__Questions__.
#1 List the five basic tastes that the passage on why food makes you feel good names.
#2 Retype the passage on why food makes you feel good word for word, everything from "FOOD THAT MAKES" down to "in the womb.".

__Quoted passage__.

That feel-good feeling you get after eating food can be caused from a array of other reactions going on both internally and externally, simultaneously. Senses including smell, taste and sight play a considerable role, as well as more biological factors including happy brain chemical stimulants. Here are a series of factors that contribute to that feel-good post food feeling!
FOOD THAT MAKES YOU FEEL GOOD TASTES & SMELLS GOOD
Deliciousness is both ingrained and learned, both personal and universal. The cells on our taste buds have chemical receptors attuned to the five basic tastes—bitter, sweet, sour, salt and umami, also known as savoury. Retronasal olfaction produces a unique sense—neither smell nor taste alone but a hybrid that we call flavour. Our flavour preferences take shape over a lifetime, beginning while we are still in the womb.

__Given data__.
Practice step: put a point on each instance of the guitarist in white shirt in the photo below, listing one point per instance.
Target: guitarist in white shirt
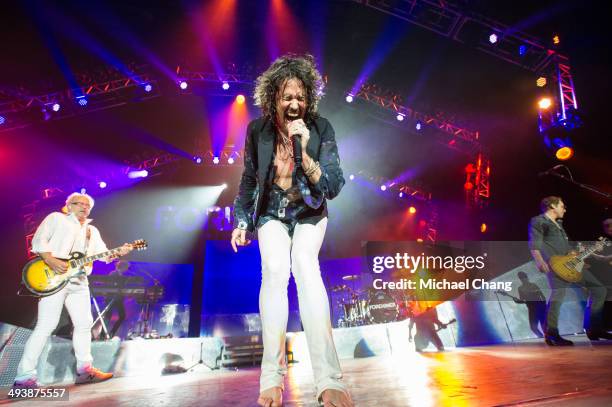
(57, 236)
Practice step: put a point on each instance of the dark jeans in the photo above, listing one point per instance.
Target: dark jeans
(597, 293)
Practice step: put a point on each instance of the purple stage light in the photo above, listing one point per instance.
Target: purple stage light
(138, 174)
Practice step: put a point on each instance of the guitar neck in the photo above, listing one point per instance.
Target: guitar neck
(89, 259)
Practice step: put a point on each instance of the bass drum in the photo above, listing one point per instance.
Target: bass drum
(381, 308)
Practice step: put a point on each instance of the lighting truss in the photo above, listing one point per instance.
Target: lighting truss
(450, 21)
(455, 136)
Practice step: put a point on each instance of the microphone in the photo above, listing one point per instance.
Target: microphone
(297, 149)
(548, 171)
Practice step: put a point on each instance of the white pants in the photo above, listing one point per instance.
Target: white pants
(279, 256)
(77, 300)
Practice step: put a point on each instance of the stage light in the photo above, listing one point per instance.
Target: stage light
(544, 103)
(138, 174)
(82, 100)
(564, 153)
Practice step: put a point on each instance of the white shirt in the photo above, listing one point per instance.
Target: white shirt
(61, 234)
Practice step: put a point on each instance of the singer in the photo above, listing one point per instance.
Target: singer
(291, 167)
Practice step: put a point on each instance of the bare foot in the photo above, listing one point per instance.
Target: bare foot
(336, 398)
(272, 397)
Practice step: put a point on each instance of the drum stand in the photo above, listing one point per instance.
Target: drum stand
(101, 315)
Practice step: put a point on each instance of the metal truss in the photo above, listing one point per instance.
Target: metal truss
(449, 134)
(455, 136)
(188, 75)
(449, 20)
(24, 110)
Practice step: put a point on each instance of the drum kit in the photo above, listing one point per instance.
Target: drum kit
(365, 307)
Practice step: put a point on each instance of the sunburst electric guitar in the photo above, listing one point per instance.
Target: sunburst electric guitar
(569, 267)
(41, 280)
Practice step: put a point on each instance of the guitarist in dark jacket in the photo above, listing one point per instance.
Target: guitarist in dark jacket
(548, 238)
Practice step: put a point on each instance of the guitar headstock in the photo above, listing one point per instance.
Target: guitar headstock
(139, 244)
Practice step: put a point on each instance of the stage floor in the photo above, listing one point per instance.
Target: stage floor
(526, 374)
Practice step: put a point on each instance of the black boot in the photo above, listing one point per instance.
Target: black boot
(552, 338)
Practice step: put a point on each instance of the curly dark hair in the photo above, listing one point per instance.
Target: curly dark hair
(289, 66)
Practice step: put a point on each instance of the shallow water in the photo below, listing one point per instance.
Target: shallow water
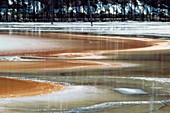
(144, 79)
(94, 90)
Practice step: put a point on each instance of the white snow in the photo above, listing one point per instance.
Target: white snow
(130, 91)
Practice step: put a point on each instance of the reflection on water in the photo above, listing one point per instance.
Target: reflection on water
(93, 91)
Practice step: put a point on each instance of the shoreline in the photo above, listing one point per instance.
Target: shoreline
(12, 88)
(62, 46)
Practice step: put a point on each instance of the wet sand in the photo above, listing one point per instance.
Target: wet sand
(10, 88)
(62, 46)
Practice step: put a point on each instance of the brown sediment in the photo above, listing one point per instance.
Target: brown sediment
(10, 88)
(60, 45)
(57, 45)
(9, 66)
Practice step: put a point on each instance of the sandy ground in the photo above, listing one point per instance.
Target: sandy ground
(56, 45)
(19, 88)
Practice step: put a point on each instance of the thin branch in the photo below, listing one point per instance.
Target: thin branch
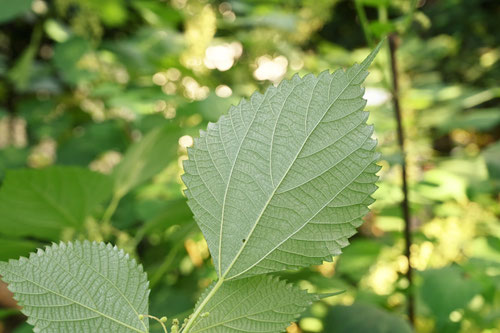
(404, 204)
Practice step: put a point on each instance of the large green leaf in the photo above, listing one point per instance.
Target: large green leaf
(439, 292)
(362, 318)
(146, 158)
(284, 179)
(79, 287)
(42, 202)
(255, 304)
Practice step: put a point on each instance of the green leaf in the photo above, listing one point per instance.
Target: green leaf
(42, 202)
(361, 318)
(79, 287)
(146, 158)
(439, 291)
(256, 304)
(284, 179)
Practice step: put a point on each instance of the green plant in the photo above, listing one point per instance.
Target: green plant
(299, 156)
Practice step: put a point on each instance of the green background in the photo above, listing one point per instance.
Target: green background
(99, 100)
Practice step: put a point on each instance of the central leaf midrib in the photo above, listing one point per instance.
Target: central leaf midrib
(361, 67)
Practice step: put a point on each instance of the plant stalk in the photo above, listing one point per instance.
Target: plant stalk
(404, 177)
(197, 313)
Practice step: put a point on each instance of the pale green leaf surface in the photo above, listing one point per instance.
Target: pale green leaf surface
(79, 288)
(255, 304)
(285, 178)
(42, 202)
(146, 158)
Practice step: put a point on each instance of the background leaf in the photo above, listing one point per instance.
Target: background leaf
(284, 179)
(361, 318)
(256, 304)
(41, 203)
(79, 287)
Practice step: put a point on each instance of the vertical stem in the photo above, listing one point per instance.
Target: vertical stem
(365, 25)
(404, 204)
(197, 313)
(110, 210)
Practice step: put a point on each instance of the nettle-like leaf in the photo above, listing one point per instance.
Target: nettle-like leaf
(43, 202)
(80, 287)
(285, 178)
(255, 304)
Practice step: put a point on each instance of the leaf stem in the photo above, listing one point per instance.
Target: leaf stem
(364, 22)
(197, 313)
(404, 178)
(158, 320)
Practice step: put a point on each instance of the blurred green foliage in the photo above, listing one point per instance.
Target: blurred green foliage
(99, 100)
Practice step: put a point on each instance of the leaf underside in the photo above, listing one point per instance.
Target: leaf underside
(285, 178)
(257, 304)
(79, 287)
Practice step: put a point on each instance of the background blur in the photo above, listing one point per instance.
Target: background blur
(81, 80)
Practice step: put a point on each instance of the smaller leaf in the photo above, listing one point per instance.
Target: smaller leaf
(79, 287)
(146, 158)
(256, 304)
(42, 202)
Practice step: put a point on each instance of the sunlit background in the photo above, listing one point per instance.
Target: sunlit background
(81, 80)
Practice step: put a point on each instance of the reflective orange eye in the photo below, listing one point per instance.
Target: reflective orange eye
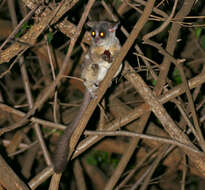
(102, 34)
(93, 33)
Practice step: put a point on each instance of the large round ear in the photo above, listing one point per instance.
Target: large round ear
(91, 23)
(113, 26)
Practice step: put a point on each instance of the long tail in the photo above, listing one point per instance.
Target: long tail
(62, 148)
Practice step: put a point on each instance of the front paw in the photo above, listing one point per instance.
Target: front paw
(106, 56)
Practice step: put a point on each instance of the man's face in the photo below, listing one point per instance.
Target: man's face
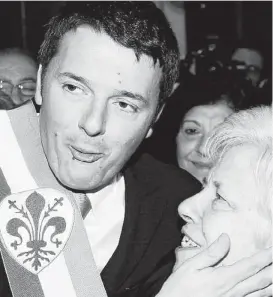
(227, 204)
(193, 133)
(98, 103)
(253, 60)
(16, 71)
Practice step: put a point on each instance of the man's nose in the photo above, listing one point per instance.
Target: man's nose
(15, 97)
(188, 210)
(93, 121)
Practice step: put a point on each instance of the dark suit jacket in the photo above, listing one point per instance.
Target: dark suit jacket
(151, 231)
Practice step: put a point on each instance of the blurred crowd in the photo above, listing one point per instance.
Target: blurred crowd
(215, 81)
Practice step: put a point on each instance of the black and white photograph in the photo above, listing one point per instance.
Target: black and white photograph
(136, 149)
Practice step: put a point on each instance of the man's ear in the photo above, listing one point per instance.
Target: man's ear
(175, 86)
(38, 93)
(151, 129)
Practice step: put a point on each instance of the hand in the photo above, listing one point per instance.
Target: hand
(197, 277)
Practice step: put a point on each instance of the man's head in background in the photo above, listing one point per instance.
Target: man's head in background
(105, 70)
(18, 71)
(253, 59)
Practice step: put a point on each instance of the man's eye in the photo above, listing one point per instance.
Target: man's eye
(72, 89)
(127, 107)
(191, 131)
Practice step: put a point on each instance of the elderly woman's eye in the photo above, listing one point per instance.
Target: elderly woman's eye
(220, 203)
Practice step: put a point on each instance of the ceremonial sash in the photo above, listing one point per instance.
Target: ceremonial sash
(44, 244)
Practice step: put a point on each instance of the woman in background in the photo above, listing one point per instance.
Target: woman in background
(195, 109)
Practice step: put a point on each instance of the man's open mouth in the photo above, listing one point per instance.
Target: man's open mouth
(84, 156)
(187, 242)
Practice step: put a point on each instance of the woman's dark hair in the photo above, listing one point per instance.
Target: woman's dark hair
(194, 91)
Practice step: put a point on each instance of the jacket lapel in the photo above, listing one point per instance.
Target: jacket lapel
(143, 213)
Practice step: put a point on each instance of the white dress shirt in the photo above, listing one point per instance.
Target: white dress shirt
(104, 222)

* * *

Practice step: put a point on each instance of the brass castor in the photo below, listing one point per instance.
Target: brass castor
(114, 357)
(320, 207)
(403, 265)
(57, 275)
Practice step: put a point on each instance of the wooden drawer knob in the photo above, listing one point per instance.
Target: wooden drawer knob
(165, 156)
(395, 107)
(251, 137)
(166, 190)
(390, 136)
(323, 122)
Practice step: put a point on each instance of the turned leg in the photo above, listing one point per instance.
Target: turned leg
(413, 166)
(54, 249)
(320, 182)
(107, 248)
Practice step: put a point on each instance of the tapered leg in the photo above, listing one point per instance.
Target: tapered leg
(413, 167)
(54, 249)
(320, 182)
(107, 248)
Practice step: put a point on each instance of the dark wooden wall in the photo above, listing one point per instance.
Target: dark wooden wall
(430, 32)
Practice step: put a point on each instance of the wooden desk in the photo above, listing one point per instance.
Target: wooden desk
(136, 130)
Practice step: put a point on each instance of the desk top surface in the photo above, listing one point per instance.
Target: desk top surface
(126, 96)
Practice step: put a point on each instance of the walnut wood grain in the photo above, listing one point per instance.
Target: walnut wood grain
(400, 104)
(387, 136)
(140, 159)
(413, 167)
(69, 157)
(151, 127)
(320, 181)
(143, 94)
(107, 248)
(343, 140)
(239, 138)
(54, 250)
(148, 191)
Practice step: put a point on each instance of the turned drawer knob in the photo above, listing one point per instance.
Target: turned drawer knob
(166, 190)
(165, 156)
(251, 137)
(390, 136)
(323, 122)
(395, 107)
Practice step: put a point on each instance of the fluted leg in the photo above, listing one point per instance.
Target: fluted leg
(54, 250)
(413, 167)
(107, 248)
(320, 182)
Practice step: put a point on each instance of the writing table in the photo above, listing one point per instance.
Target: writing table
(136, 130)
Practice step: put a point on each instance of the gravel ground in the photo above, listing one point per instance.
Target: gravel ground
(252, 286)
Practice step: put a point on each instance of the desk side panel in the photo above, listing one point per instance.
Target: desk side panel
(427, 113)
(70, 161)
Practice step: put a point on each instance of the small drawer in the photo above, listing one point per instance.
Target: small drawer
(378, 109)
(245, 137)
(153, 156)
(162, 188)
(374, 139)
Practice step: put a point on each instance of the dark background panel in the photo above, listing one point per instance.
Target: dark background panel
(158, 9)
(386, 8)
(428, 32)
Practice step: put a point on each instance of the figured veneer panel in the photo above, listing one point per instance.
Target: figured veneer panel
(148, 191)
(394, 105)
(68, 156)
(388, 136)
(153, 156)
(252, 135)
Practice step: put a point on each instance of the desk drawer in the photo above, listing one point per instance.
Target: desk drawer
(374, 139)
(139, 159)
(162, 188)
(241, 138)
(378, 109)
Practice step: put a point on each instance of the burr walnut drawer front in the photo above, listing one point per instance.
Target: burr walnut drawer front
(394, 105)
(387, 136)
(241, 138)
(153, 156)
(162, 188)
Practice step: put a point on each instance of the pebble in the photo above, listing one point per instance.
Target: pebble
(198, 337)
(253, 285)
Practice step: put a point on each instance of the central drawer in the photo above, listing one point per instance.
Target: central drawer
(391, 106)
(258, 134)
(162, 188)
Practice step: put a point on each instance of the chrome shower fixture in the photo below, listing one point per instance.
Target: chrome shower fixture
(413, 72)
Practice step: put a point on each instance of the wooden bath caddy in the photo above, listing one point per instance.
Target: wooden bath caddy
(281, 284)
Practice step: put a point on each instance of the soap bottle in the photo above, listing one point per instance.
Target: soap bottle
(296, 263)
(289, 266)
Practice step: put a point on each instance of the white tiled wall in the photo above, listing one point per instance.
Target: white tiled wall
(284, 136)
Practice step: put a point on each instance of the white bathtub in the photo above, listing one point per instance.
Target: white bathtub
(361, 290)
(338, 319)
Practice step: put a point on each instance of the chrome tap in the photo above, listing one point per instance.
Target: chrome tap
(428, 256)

--

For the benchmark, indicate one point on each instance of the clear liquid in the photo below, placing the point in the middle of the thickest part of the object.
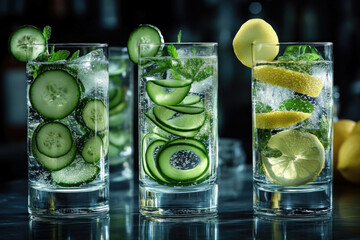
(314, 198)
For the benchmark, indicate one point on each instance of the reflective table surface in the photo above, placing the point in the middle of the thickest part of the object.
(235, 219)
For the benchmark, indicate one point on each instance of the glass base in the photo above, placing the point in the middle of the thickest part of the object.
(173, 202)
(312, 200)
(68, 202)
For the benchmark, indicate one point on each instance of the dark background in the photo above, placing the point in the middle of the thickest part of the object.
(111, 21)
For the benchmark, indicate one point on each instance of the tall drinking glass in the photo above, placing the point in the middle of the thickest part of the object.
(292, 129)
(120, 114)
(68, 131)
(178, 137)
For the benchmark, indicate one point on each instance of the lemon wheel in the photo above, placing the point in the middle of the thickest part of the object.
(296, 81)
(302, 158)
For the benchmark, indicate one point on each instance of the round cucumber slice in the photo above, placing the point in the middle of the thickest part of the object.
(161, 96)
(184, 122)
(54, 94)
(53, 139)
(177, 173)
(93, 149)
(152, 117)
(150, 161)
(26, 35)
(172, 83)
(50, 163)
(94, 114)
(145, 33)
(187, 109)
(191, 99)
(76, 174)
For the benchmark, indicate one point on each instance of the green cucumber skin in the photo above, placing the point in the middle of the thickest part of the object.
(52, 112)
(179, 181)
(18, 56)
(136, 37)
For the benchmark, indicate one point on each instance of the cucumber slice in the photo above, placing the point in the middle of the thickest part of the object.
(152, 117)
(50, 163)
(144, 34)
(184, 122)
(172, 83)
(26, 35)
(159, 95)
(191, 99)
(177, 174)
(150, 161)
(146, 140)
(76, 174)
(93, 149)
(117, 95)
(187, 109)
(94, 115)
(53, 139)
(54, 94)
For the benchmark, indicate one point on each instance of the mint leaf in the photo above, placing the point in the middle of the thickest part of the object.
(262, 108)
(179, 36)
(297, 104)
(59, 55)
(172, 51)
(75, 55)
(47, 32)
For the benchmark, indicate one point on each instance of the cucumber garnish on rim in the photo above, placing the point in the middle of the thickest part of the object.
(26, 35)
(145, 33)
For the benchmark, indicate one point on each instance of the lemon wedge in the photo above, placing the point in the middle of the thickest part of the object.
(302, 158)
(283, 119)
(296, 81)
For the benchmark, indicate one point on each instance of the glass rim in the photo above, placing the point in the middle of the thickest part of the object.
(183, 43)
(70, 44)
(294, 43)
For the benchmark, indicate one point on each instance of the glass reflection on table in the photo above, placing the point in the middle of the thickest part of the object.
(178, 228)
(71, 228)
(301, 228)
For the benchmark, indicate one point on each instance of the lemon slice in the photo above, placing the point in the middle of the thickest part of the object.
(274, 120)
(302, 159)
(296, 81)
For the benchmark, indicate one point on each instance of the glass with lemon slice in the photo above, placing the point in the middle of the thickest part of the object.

__Solved problems__.
#1 bitter, sweet, sour, salt, umami

#2
FOOD THAT MAKES YOU FEEL GOOD TASTES & SMELLS GOOD
Deliciousness is both ingrained and learned, both personal and universal. The cells on our taste buds have chemical receptors attuned to the five basic tastes—bitter, sweet, sour, salt and umami, also known as savoury. Retronasal olfaction produces a unique sense—neither smell nor taste alone but a hybrid that we call flavour. Our flavour preferences take shape over a lifetime, beginning while we are still in the womb.